─── Source ───

With Spring in the air I’ve been making some changes (or trying to) on my personal technology use. It’s been a mixed bag of success, which leaves me currently caught in transition — not quite ready to let go of the old and not fully embracing the new.
First off, Chrome for Mac is at the point where it’s usable and I’m starting to switch over to it. As a browser, it lives up to its reports — fast, stripped down, easy to use. My bookmarks were easy to transfer, too. I don’t love how Chrome handles their bookmark display but I’m adjusting fairly easily. And I like the choice of themes, they are much nicer looking that the Firefox themes.
What’s been keeping me from full-out Chrome adoption is that I have a huge pile of passwords stored in Firefox and Xmarks and getting them ported over hasn’t worked. Some of my friends have told me that they should be portable, but so far I haven’t found the setting or application that will help me do it.

───

**Requirement:** Can you repeat word for word the stretch of the Chrome post from "First off, Chrome" through "the Firefox themes."?

─── Stored data ───

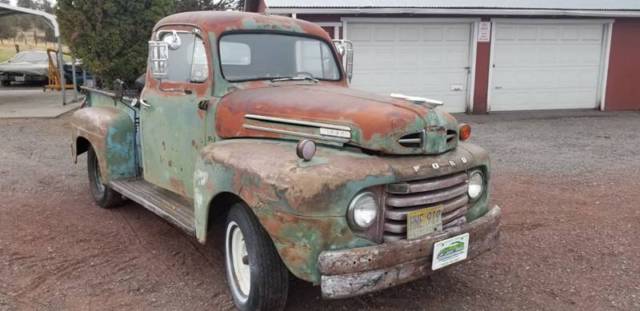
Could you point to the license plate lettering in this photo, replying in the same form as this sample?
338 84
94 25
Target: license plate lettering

───

**Reply:**
First off, Chrome for Mac is at the point where it’s usable and I’m starting to switch over to it. As a browser, it lives up to its reports — fast, stripped down, easy to use. My bookmarks were easy to transfer, too. I don’t love how Chrome handles their bookmark display but I’m adjusting fairly easily. And I like the choice of themes, they are much nicer looking that the Firefox themes.